▶ _What is required_
Each line of the material below with the word "ceiling" is to be reported.

▶ _Data for this task_

══════════════════════════════

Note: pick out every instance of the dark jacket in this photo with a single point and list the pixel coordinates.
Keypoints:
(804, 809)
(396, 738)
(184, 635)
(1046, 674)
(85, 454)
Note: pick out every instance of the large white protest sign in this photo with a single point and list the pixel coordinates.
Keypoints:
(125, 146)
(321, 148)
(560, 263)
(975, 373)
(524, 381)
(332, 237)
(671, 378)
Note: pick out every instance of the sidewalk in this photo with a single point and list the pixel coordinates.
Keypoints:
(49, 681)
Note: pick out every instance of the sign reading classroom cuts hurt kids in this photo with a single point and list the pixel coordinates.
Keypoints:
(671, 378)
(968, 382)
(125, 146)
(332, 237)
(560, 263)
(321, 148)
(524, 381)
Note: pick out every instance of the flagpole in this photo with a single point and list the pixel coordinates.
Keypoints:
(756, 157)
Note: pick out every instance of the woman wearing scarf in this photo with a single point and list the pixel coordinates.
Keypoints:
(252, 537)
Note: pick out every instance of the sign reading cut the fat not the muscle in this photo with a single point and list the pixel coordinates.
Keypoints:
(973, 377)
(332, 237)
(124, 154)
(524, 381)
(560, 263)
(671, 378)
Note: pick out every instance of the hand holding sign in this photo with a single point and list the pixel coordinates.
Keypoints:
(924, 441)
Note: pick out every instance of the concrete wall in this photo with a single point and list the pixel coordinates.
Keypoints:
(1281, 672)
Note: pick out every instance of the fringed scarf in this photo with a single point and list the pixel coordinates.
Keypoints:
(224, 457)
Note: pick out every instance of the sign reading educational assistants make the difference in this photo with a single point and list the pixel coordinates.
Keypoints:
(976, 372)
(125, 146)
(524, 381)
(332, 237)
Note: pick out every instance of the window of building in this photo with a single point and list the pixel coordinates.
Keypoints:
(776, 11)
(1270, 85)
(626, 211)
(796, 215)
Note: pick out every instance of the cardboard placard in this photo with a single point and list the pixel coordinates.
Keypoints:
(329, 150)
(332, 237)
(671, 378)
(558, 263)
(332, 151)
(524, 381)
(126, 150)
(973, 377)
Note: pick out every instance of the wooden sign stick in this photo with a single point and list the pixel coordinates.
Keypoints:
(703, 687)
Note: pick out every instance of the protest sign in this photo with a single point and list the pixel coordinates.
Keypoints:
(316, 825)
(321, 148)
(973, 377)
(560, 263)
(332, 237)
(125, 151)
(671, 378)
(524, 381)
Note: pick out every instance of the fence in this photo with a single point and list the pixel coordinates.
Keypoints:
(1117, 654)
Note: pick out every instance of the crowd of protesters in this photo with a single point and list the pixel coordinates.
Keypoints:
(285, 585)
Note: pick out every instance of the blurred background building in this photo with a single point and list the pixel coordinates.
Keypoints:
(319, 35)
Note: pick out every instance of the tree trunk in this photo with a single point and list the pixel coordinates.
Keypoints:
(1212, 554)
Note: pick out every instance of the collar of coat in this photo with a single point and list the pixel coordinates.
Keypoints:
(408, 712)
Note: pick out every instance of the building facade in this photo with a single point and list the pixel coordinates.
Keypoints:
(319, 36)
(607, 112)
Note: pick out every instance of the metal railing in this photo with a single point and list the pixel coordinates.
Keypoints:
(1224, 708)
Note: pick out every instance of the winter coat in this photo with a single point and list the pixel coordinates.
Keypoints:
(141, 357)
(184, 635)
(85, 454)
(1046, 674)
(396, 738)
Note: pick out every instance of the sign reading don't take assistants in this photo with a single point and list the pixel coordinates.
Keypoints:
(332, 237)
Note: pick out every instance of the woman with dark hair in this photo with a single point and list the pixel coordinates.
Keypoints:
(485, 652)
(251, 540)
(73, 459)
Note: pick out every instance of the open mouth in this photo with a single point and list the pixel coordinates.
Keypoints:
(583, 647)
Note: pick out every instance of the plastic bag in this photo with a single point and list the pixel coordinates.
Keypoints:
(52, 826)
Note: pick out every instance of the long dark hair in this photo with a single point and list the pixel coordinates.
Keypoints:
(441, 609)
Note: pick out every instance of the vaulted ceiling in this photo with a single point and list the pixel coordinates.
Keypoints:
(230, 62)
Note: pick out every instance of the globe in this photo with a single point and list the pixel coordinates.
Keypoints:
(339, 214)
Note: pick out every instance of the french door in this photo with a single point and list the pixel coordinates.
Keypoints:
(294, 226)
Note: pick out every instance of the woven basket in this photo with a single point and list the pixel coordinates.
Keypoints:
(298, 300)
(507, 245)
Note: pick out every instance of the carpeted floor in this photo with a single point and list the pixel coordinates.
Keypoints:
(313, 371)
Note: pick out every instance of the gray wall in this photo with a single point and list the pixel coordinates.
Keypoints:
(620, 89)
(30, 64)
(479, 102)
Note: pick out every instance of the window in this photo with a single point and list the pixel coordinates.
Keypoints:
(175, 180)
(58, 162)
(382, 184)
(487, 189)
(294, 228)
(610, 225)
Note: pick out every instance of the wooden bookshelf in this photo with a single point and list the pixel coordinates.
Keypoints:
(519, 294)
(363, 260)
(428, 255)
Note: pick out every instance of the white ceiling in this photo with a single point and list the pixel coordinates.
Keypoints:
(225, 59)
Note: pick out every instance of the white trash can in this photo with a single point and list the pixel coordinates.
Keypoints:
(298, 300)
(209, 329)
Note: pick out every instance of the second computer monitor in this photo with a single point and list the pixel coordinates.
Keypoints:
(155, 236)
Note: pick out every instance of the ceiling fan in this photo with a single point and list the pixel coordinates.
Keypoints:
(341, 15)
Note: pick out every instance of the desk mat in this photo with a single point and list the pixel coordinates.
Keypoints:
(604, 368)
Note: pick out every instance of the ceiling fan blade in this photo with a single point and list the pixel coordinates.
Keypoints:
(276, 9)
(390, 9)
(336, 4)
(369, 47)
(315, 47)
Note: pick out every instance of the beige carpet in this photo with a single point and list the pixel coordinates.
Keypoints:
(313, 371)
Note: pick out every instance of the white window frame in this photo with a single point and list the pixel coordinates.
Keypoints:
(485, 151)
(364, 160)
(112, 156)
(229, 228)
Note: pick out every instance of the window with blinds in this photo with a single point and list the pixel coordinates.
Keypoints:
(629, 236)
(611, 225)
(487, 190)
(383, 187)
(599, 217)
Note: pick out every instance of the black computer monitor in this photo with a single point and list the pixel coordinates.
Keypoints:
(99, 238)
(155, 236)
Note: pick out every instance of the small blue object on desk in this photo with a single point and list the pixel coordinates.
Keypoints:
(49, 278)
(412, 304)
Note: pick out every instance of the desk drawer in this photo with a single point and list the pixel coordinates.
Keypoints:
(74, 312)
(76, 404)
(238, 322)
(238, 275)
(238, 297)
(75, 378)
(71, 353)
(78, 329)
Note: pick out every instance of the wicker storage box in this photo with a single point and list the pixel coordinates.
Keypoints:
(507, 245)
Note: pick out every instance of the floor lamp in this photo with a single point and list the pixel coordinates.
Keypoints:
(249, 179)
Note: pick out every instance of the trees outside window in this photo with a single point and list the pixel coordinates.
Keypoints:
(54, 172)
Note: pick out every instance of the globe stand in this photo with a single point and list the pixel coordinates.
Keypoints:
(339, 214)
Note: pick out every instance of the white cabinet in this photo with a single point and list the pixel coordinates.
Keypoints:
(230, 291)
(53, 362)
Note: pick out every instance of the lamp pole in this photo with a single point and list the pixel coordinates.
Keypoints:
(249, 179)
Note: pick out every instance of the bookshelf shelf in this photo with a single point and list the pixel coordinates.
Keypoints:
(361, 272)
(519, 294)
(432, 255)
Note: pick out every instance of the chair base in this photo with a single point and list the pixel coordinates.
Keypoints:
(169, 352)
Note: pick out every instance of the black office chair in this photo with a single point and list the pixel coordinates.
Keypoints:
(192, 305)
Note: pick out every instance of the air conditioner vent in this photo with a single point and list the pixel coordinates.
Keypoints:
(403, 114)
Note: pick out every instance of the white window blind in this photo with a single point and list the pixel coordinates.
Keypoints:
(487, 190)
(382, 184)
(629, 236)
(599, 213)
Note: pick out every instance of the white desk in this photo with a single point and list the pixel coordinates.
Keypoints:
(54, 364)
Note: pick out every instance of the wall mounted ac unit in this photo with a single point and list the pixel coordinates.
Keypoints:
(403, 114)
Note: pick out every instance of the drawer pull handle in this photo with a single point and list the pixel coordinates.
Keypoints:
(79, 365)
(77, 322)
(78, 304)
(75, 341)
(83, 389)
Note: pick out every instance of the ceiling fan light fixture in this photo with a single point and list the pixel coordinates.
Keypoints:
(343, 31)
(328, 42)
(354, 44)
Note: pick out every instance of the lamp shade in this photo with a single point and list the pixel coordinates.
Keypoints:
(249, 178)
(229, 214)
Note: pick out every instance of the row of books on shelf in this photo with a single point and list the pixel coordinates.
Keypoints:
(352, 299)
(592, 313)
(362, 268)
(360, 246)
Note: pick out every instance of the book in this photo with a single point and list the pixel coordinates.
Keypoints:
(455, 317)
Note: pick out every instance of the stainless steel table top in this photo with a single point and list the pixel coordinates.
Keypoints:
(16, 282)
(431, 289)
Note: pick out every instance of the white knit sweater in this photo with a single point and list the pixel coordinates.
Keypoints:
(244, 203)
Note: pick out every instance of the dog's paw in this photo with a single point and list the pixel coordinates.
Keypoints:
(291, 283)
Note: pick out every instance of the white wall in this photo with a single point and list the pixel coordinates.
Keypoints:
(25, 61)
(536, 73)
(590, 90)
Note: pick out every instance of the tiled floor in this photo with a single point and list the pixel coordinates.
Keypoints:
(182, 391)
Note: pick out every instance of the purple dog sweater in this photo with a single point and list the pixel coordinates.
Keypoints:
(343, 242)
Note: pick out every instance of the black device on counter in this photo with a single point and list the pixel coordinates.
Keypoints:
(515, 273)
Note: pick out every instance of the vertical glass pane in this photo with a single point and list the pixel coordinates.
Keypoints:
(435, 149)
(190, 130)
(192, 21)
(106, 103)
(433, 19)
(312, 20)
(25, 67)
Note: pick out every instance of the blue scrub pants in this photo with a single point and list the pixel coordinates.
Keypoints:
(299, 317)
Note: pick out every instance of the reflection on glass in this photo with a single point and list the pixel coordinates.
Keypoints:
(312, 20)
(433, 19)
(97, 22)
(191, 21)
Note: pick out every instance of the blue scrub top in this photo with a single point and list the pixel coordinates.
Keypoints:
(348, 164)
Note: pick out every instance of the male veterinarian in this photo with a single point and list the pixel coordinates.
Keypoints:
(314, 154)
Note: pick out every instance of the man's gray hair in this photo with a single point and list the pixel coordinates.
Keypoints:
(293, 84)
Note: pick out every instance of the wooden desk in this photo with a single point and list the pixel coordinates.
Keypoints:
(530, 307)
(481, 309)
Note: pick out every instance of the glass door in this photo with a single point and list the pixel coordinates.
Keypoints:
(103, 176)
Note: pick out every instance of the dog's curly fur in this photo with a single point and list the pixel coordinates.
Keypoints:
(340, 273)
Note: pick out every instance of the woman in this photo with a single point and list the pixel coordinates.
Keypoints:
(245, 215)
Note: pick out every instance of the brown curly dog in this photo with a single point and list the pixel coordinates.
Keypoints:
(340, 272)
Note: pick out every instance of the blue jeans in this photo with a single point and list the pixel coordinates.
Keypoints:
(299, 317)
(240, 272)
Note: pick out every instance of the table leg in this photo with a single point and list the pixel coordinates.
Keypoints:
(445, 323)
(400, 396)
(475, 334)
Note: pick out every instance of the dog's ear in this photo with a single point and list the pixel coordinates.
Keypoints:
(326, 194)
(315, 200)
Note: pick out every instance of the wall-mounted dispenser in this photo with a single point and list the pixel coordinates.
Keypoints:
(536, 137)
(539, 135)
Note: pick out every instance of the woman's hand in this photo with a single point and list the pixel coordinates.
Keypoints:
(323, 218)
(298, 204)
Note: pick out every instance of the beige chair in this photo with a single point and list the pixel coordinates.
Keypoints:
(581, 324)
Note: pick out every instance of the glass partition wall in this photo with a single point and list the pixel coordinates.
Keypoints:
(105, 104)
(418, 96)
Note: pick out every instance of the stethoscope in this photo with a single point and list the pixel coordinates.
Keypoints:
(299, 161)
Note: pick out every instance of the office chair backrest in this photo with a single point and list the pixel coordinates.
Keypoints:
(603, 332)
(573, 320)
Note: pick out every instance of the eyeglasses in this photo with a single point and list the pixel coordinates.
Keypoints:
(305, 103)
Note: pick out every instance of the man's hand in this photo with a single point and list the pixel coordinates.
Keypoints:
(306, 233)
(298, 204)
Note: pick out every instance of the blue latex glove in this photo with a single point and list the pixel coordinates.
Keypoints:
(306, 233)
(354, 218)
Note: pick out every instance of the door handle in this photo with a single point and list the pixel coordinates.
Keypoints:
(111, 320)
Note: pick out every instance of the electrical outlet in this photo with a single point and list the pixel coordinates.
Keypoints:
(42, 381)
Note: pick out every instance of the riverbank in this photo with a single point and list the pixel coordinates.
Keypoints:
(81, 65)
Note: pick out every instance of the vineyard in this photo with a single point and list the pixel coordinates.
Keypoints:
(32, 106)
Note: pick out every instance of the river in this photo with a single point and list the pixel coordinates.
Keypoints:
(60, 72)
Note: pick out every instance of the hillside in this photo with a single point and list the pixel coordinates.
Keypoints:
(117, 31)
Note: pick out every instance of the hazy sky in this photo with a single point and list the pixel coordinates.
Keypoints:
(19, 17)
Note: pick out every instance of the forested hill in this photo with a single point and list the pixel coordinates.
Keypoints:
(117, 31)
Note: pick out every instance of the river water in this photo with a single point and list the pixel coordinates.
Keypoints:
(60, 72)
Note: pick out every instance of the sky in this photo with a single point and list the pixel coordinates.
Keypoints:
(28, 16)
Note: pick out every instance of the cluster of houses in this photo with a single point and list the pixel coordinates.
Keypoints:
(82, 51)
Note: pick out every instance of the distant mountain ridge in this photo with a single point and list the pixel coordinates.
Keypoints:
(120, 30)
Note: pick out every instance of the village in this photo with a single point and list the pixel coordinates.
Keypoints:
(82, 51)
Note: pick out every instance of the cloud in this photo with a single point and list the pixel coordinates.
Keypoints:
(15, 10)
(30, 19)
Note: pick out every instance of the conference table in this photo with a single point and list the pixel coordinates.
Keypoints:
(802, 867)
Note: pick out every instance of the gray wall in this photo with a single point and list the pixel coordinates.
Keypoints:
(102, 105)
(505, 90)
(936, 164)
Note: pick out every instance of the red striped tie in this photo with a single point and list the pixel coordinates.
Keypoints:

══════════════════════════════

▶ _Response area_
Note: pick out every instance of the vaulted ceiling in this photo with a single point and list the pixel coordinates.
Note: pick out every instance of the white ceiling in this photo with a single point and list the pixel coordinates.
Note: pick out every instance of the ceiling fan in this photo with a single point and list the pixel coordinates.
Note: pick out every instance of the ceiling fan blade in this photo with a single point and list the pixel coordinates.
Note: pick out every instance of the ceiling fan light fixture in this photo with a single point and list the pixel coordinates.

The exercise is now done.